# START OF LISTING

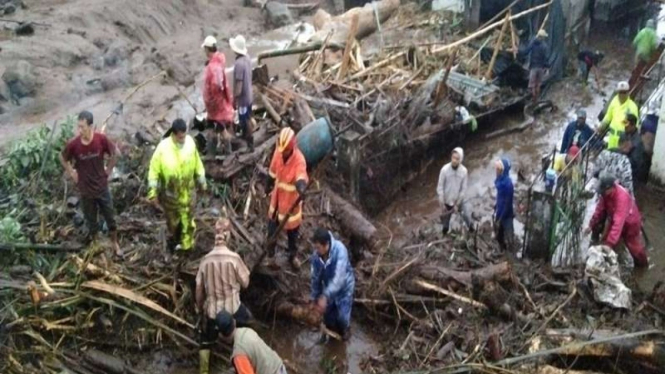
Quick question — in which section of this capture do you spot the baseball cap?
[617,81,630,92]
[201,35,217,48]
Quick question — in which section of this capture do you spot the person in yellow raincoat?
[598,82,640,149]
[148,118,206,250]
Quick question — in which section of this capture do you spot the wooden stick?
[478,0,522,29]
[337,14,358,80]
[342,51,406,83]
[414,279,489,309]
[485,11,512,81]
[510,17,518,58]
[430,1,552,54]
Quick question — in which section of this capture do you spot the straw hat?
[229,35,247,55]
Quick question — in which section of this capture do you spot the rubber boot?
[199,349,210,374]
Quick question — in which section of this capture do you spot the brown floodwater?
[137,5,665,374]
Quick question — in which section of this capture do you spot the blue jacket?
[561,121,593,154]
[494,158,514,222]
[526,38,550,69]
[310,234,356,301]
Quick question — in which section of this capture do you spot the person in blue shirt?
[525,30,550,103]
[560,109,594,154]
[494,158,515,251]
[311,228,356,340]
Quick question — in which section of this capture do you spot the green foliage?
[0,215,23,243]
[0,117,74,190]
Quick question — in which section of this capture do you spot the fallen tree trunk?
[325,188,376,252]
[311,0,400,45]
[416,261,513,287]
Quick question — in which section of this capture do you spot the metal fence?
[522,136,597,266]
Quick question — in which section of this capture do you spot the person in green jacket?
[148,118,206,250]
[633,19,658,63]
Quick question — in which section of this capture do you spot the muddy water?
[378,10,665,291]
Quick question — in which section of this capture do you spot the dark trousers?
[199,304,254,349]
[495,218,515,251]
[81,188,117,237]
[238,104,254,151]
[268,220,300,257]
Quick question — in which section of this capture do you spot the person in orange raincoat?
[201,36,234,153]
[266,127,309,268]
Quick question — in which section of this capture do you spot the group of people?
[61,105,355,374]
[201,35,254,154]
[436,147,514,251]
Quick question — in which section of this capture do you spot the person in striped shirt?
[196,218,253,374]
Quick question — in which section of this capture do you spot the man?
[585,174,649,267]
[214,311,286,374]
[229,35,254,152]
[266,127,309,269]
[633,19,658,64]
[577,50,605,87]
[60,111,123,257]
[625,114,648,182]
[493,158,515,251]
[526,30,550,103]
[148,118,207,251]
[201,36,233,154]
[436,147,474,235]
[598,81,639,149]
[560,109,593,154]
[593,134,634,196]
[196,218,252,374]
[310,227,356,340]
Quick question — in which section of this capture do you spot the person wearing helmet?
[577,49,605,87]
[196,217,253,374]
[266,127,309,268]
[201,35,233,154]
[585,173,649,267]
[148,118,207,250]
[598,81,640,149]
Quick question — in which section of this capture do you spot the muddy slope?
[0,0,264,143]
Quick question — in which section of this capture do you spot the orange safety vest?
[268,145,309,230]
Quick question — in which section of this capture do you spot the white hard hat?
[617,81,630,92]
[201,35,217,48]
[229,35,247,55]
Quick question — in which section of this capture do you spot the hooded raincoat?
[310,233,356,333]
[494,158,515,224]
[203,52,233,124]
[589,183,649,267]
[148,135,206,250]
[268,144,309,230]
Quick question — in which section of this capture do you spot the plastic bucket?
[296,117,335,170]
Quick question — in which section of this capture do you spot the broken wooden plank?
[81,281,194,329]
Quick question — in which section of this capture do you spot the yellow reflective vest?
[148,135,206,208]
[603,95,640,149]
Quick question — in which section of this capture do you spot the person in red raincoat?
[266,127,309,269]
[201,36,234,153]
[586,174,649,267]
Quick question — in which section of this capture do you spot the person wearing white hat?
[201,35,233,153]
[229,35,254,152]
[526,30,550,103]
[598,81,640,149]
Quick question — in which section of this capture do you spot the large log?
[325,188,376,251]
[417,262,513,287]
[311,0,400,45]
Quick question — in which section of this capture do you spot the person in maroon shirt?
[60,111,123,257]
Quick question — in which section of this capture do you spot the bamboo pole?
[432,1,552,54]
[485,11,512,81]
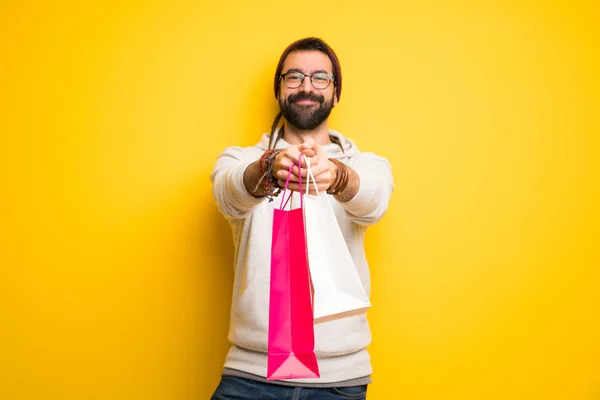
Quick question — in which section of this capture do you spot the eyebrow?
[285,68,333,75]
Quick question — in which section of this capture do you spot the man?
[211,38,393,400]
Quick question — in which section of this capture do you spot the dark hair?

# END OF LISTING

### STATED TASK:
Copy the records word for word from the line with "person wearing helmet?" to the line with "[0,0,264,143]", including both of those lines.

### COMPLETED TASK:
Quick question — in which section of this capture do you spot the person wearing helmet?
[577,49,605,87]
[196,217,253,374]
[266,127,309,268]
[201,35,233,154]
[585,173,649,267]
[148,118,207,250]
[598,81,640,149]
Quick question — in which section of this capture do you spot the muddy slope?
[0,0,264,143]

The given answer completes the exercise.